Graphing results of dbscan in R

droops picture droops · Jul 26, 2011 · Viewed 7k times · Source

Your comments, suggestions, or solutions are/will be greatly appreciated, thank you.

I'm using the fpc package in R to do a dbscan analysis of some very dense data (3 sets of 40,000 points between the range -3, 6).

I've found some clusters, and I need to graph just the significant ones. The problem is that I have a single cluster (the first) with about 39,000 points in it. I need to graph all other clusters but this one.

The dbscan() creates a special data type to store all of this cluster data in. It's not indexed like a data frame would be (but maybe there is a way to represent it as such?).

I can graph the dbscan type using a basic plot() call. But, like I said, this will graph the irrelevant 39,000 points.

tl;dr: how do I graph only specific clusters of a dbscan data type?

Answer

joran picture joran · Jul 26, 2011

If you look at the help page (?dbscan) it is organized like all others into sections labeled Description, Usage, Arguments, Details and Value. The Value section describes what the function dbscan returns. In this case it is simply a list (a standard R data type) with a few components.

● Required task 1
Retype the passage of the dbscan thread that opens with the words containing "I can graph" and closes with "dbscan data type?".
● Required task 2
Write what comes next in the thread on graphing dbscan results in R, picking up after its last sentence.
The listing that follows has no connection to the thread on graphing dbscan results in R.

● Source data
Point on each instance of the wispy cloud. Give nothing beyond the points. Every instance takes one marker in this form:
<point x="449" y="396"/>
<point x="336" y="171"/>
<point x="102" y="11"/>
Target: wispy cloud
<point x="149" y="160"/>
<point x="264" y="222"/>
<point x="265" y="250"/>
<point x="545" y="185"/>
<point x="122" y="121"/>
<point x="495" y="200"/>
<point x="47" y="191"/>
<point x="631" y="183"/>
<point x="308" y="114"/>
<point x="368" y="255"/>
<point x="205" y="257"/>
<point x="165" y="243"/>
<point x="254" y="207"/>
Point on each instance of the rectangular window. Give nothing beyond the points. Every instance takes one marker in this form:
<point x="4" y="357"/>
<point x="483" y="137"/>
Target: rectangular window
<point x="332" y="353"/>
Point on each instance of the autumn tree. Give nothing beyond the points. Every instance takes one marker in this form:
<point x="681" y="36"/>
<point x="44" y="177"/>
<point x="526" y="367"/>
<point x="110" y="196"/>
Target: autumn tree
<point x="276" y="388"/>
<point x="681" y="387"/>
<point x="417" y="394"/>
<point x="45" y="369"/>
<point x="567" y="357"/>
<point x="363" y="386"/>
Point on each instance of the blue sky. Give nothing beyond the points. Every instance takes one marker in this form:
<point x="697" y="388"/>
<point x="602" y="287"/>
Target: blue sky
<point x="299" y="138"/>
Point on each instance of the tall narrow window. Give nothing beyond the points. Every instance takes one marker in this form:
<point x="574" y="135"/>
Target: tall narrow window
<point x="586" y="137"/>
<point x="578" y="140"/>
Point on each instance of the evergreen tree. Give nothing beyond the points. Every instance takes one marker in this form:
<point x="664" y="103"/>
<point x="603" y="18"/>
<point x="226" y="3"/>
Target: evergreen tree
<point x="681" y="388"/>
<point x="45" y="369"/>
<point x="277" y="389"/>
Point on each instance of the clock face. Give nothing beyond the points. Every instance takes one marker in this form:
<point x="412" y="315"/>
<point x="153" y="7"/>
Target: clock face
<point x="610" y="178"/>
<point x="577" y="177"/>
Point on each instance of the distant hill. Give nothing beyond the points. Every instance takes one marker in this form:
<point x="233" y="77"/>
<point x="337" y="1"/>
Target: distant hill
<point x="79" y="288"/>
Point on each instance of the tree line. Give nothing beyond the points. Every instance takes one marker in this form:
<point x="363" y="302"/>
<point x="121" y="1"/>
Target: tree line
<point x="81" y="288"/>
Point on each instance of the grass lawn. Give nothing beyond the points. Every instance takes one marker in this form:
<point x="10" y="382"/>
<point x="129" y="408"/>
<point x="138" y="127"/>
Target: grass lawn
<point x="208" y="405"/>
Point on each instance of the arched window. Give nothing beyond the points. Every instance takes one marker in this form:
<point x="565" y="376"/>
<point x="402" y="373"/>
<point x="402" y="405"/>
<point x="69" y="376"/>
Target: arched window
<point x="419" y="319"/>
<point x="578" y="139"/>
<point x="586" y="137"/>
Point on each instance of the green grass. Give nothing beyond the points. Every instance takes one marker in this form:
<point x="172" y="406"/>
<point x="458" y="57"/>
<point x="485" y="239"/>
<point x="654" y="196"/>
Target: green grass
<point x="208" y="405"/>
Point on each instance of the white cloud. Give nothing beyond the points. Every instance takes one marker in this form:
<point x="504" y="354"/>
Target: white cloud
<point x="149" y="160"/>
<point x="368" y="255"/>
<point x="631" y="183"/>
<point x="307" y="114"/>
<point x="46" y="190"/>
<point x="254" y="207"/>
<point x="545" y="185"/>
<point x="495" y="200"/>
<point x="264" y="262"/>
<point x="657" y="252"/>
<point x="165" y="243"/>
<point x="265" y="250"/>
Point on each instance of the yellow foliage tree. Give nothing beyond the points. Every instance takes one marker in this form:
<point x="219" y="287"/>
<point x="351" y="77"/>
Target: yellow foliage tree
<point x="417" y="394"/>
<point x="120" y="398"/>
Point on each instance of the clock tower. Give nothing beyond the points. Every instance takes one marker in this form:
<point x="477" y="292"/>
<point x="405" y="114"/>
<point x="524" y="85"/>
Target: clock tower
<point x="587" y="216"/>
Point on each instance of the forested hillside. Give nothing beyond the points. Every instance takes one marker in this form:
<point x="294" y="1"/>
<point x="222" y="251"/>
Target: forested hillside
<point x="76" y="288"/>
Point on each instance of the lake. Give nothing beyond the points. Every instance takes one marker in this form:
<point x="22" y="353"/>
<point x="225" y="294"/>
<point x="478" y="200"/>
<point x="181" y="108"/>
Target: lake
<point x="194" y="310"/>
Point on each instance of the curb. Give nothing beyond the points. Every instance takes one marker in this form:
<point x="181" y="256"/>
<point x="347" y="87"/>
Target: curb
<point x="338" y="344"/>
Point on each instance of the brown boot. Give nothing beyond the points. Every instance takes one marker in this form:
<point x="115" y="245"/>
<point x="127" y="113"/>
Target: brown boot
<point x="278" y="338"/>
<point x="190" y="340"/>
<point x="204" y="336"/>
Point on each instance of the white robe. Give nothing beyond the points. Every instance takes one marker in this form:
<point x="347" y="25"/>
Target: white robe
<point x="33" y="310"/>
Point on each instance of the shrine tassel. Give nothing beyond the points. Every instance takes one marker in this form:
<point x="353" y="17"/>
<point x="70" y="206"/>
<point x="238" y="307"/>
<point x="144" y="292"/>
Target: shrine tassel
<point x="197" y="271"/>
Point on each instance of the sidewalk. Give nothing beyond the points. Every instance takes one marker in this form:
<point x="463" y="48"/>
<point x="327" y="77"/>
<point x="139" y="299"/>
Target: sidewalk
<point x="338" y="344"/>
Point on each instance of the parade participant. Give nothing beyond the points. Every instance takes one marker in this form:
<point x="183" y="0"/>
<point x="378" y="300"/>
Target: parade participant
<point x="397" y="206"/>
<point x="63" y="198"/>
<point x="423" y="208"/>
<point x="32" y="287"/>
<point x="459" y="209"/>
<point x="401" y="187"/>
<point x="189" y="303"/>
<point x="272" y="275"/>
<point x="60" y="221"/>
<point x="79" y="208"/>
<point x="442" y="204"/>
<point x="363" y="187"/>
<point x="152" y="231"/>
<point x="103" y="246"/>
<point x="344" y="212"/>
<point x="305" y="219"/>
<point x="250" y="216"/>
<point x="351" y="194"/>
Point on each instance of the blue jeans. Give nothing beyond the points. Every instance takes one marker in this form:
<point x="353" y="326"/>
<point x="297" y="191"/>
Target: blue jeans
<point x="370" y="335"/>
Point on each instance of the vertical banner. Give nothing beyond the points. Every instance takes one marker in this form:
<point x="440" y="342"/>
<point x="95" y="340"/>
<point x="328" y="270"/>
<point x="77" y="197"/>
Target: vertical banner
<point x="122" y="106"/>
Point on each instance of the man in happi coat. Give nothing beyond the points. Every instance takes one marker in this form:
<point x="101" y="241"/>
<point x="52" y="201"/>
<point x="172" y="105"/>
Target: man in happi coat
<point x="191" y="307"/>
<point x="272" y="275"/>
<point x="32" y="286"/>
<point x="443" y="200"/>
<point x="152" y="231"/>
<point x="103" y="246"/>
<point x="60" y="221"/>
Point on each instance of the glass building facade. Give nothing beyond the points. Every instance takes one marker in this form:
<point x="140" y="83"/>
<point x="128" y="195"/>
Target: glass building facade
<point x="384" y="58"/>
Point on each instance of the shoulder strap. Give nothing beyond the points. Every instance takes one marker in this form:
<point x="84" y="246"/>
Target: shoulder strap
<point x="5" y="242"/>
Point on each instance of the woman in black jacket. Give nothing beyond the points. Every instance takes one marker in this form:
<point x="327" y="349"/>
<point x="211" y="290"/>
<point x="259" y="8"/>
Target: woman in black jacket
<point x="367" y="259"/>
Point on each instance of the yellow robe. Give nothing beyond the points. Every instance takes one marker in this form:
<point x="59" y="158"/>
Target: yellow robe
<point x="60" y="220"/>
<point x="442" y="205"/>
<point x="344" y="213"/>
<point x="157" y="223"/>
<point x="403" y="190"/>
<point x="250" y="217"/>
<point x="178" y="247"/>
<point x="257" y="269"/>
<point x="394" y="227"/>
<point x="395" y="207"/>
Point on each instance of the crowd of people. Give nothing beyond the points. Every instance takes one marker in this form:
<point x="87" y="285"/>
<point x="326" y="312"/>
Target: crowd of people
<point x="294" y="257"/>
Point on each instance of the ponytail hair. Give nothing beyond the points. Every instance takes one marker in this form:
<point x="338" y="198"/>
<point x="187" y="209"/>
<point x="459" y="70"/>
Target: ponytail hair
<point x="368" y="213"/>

● Result 1
I can graph the dbscan type using a basic plot() call. But, like I said, this will graph the irrelevant 39,000 points.

tl;dr: how do I graph only specific clusters of a dbscan data type?

● Result 2
The cluster component is simply an integer vector whose length it equal to the number of rows in your data that indicates which cluster each observation is a member of. So you can use this vector to subset your data to extract only those clusters you'd like and then plot just those data points.

For example, if we use the first example from the help page:

set.seed(665544)
n <- 600
x <- cbind(runif(10, 0, 10)+rnorm(n, sd=0.2), runif(10, 0, 10)+rnorm(n,
    sd=0.2))
ds <- dbscan(x, 0.2)

we can then use the result, ds to plot only the points in clusters 1-3:

#Plot only clusters 1, 2 and 3
plot(x[ds$cluster %in% 1:3,])